- _Exercise task 1_: Locate every line in the entries below that contains the string "link", and copy each of those lines out. The match is case-sensitive.

- _Selection_:
The proponents of America’s ‘maximum pressure’ campaign against Iran have argued that the four-month-long anti-status quo protests that have wracked Iraq, Lebanon and Iran are transnational in character and seek to limit or end the influence of Iran’s current leadership both regionally and internally. These arguments are colored by a teleological expectation on the part of Secretary of State Mike Pompeo—the main advocate in the administration in following this course—that a teetering regime in Tehran is but months away from spontaneous collapse, and that its ‘sister republics’ in Baghdad and Beirut are shuddering and buckling under too. This, however, is a reading of events based on hype, limited insight and gobs of wishful thinking: there is no ‘Shia awakening.’
If there is hope to be found, then it is in the souring of the Iranian revolution’s truest believers on the prospects of its future following the death of General Qasim Soleimani. But this phenomenon has nothing to do with the wave of protests.
The protests began in Shia Iraq, never extending to the country’s Sunni and Kurdish preponderant territories. It is in Iraq too that the protests have demonstrated their largest participation, longest endurance and most extensive sacrifice in terms of lives and limbs lost while facing gruesome repression. The protestors took Soleimani as their foil from the get-go. He was seen as the embodiment of Iran’s influence over the Iraqi political class, one dominated by Shia Islamist parties. It was also a convenient rhetorical tool by which to delegitimize the latter on nationalistic grounds.
The protests directed their ire against Prime Minister Adil Abdul Mahdi, a septuagenarian of mottled ideological proclivities in his youth, landing him as a moderate Islamist in recent decades. The protesters held him responsible for the draconian mass control measures that attempted to beat back dissent. Dissent was revving up for months prior over the persistent failures of governance in the country, failures that preceded Abdul Mahdi’s one-year tenure, but it was his act of reassigning a popular army officer named Abdul Wahab al-Sa’idi that unleashed youthful anger.

- _Records_:
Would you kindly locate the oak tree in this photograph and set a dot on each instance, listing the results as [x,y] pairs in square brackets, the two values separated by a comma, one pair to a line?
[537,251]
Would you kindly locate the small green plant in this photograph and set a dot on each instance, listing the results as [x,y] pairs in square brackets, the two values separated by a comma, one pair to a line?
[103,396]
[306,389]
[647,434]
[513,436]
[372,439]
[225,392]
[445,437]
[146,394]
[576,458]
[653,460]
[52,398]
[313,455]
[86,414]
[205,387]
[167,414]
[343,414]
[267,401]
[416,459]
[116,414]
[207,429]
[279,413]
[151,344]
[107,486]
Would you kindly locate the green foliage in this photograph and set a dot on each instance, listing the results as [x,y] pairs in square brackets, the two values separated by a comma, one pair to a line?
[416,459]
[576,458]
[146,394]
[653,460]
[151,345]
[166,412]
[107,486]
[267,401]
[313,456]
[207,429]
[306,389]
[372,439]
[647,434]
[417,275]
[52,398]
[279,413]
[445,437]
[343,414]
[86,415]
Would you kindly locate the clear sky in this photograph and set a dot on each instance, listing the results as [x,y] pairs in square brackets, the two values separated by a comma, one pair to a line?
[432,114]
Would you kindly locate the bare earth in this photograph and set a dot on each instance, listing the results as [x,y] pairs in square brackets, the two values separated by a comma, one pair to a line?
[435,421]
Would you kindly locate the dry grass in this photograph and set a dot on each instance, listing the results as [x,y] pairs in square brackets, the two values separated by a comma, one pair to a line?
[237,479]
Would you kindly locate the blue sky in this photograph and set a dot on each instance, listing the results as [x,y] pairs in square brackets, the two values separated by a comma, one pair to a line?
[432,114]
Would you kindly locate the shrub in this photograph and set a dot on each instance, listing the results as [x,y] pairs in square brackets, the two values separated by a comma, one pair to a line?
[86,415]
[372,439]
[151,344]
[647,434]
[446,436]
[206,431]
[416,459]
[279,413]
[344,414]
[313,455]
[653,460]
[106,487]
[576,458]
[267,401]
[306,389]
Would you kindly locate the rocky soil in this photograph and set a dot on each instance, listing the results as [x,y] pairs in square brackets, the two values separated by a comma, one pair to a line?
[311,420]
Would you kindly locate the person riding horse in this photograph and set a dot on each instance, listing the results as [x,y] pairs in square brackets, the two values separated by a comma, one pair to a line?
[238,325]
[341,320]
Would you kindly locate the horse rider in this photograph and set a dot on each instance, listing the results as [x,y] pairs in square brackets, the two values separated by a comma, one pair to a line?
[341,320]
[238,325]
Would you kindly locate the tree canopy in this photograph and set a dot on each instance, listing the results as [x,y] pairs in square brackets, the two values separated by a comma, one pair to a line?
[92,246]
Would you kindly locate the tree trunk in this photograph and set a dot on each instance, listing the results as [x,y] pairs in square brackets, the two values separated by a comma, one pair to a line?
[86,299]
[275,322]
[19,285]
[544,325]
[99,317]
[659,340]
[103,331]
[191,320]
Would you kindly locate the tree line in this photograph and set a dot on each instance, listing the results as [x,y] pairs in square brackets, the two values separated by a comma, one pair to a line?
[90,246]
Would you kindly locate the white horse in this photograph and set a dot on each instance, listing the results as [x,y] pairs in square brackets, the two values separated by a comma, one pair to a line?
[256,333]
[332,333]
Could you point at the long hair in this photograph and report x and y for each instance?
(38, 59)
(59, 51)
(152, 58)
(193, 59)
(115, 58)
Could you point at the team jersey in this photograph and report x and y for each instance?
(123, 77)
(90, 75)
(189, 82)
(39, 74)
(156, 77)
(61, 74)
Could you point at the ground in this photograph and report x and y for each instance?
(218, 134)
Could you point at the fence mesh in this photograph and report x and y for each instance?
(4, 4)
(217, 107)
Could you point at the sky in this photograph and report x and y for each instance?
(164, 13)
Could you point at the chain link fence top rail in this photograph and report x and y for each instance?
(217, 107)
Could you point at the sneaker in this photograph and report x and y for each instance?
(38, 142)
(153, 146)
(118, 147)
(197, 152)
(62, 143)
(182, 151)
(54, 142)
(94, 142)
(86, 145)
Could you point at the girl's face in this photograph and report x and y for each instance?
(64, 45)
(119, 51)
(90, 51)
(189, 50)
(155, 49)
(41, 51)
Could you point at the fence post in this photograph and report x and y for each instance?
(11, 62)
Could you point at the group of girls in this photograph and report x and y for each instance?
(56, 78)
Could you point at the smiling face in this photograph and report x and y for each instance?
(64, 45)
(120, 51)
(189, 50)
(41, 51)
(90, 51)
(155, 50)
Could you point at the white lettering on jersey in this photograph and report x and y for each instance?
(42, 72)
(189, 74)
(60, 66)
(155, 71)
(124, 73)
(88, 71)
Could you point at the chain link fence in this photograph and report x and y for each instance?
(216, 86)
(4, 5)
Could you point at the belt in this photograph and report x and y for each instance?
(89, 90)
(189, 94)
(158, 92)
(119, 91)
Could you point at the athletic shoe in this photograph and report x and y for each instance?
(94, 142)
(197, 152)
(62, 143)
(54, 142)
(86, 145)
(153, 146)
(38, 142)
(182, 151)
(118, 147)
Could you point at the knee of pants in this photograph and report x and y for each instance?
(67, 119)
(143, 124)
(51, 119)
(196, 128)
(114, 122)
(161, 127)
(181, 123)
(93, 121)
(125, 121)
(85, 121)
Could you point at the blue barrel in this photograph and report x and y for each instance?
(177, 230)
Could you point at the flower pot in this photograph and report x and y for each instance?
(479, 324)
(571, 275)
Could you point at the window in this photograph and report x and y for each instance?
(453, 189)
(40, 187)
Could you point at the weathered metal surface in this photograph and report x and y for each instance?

- _Exercise task 2_: Retype the entire passage on the protests in Iraq, Lebanon and Iran above, with no changes.

- _Correct output 1_:
Could you point at the chain link fence top rail in this photograph and report x and y for each instance?
Could you point at the chain link fence in this photograph and report x and y for each instance?

- _Correct output 2_:
The proponents of America’s ‘maximum pressure’ campaign against Iran have argued that the four-month-long anti-status quo protests that have wracked Iraq, Lebanon and Iran are transnational in character and seek to limit or end the influence of Iran’s current leadership both regionally and internally. These arguments are colored by a teleological expectation on the part of Secretary of State Mike Pompeo—the main advocate in the administration in following this course—that a teetering regime in Tehran is but months away from spontaneous collapse, and that its ‘sister republics’ in Baghdad and Beirut are shuddering and buckling under too. This, however, is a reading of events based on hype, limited insight and gobs of wishful thinking: there is no ‘Shia awakening.’
If there is hope to be found, then it is in the souring of the Iranian revolution’s truest believers on the prospects of its future following the death of General Qasim Soleimani. But this phenomenon has nothing to do with the wave of protests.
The protests began in Shia Iraq, never extending to the country’s Sunni and Kurdish preponderant territories. It is in Iraq too that the protests have demonstrated their largest participation, longest endurance and most extensive sacrifice in terms of lives and limbs lost while facing gruesome repression. The protestors took Soleimani as their foil from the get-go. He was seen as the embodiment of Iran’s influence over the Iraqi political class, one dominated by Shia Islamist parties. It was also a convenient rhetorical tool by which to delegitimize the latter on nationalistic grounds.
The protests directed their ire against Prime Minister Adil Abdul Mahdi, a septuagenarian of mottled ideological proclivities in his youth, landing him as a moderate Islamist in recent decades. The protesters held him responsible for the draconian mass control measures that attempted to beat back dissent. Dissent was revving up for months prior over the persistent failures of governance in the country, failures that preceded Abdul Mahdi’s one-year tenure, but it was his act of reassigning a popular army officer named Abdul Wahab al-Sa’idi that unleashed youthful anger.